As part of his plan to replace the Affordable Care Act, the Trump administration is floating an idea long popular with many Republican lawmakers to convert Medicaid into a block-grant program.
By Pablo Ros ·
Where’s Palin When You Need Her?

In 2009, former Alaska Gov. Sarah Palin created a lie that spread quickly and frightened many Americans: she claimed that the Affordable Care Act would set up “death panels” with the power to deny care to the elderly at the end of their lives.

This lie was so effective in misleading Americans and turning them against the budding health care law that the fact-checking website PolitiFact called it the 2009 “Lie of the Year.”

The well-known truth today is that the Affordable Care Act, far from denying care to anyone, has achieved the opposite goal: It saves countless lives by providing affordable health insurance to as many as 30 million people.

The same can be said about Medicaid and Medicare – nobody who is eligible is denied care. But that may be about to change.

_ _ _ _ _ _ _

§ **REQUIREMENT A**:
In the article on the Affordable Care Act, shorten the paragraph beginning "In 2009, former Alaska Gov. Sarah Palin" while keeping its main facts.
§ **REQUIREMENT B**:
According to the article on the Affordable Care Act, which fact-checking website named the "death panels" claim its 2009 "Lie of the Year"?
§ **REQUIREMENT C**:
From the article on the Affordable Care Act, reproduce word for word the part that opens with the words containing "As part of his" and closes with "You Need Her?".

§ **EXTRACTED INFORMATION**:
_ _ _ _ _ _ _

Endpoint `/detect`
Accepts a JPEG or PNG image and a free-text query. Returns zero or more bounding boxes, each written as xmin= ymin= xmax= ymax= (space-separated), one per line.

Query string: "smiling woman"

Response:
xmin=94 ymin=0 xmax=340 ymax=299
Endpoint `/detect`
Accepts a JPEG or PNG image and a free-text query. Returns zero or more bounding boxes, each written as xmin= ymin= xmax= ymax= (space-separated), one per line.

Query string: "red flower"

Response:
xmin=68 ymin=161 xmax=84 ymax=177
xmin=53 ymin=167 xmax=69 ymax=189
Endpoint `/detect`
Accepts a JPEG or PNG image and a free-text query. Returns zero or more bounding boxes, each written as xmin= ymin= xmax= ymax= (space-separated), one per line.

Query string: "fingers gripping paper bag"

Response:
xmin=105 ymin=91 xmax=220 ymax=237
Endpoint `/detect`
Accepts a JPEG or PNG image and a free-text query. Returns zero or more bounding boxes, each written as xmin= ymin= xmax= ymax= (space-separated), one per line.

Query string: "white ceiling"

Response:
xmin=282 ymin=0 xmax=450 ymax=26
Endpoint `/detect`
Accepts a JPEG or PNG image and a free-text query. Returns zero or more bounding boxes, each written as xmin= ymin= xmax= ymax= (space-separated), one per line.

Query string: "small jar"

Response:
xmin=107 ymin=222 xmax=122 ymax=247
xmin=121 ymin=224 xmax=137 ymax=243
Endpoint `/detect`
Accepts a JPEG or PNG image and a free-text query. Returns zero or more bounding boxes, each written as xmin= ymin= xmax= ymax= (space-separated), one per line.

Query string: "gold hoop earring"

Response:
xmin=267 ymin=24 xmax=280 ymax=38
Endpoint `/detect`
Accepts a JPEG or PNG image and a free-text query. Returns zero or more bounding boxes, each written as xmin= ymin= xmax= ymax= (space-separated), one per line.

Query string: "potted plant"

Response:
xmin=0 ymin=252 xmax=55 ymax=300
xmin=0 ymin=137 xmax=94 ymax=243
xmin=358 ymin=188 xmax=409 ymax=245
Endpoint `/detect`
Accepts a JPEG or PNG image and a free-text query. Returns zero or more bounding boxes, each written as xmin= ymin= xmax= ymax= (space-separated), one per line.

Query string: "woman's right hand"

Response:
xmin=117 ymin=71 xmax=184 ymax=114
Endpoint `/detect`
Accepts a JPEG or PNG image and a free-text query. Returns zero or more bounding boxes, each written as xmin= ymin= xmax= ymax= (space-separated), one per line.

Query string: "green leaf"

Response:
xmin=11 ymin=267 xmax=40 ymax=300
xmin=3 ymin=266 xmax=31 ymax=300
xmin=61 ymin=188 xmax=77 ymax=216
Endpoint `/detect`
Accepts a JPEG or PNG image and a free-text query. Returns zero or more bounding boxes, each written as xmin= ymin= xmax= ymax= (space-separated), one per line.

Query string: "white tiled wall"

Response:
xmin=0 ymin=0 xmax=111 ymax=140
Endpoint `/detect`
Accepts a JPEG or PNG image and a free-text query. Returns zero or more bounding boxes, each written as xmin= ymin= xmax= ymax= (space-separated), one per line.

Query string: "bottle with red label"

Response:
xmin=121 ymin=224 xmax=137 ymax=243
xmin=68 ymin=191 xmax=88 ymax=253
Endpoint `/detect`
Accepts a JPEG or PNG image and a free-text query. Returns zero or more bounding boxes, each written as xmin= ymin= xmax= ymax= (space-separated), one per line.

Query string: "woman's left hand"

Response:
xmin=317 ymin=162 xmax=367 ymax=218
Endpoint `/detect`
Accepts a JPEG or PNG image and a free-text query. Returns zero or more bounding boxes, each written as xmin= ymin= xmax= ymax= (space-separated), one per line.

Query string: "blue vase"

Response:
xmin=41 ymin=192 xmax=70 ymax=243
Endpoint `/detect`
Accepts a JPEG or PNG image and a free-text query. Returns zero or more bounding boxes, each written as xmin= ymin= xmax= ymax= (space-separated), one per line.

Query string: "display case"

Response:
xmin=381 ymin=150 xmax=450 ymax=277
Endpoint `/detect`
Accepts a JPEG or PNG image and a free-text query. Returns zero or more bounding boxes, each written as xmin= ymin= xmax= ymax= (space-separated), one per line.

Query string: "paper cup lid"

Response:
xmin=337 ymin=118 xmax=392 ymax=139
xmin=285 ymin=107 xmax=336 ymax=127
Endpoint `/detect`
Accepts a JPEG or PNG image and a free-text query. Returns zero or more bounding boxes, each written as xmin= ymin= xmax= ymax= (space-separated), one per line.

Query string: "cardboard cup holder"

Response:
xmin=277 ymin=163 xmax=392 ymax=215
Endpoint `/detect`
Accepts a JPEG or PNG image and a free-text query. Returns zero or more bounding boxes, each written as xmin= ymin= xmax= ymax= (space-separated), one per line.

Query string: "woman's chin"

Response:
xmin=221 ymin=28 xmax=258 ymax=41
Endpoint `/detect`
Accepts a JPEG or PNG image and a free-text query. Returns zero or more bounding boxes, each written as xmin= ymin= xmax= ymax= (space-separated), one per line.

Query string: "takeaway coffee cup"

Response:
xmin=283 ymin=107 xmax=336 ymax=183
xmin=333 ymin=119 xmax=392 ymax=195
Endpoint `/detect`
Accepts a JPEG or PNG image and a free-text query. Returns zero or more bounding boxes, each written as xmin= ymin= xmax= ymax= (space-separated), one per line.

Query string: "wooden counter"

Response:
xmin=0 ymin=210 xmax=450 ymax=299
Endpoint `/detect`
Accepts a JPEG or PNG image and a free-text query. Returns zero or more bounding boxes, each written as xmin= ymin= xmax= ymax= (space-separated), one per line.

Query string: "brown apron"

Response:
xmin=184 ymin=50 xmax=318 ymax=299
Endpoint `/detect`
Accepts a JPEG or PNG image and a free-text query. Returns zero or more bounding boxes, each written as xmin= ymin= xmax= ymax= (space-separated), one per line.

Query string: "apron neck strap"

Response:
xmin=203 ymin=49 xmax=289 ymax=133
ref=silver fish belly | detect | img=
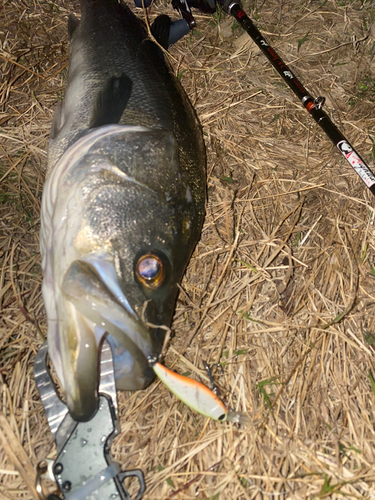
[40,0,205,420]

_ _ _ _ _ _ _

§ **YOUR RESPONSE A**:
In 2009, Sarah Palin falsely claimed the Affordable Care Act would create "death panels" able to deny end-of-life care to the elderly. The lie spread fast and scared many Americans.

§ **YOUR RESPONSE B**:
PolitiFact

§ **YOUR RESPONSE C**:
As part of his plan to replace the Affordable Care Act, the Trump administration is floating an idea long popular with many Republican lawmakers to convert Medicaid into a block-grant program.
By Pablo Ros ·
Where’s Palin When You Need Her?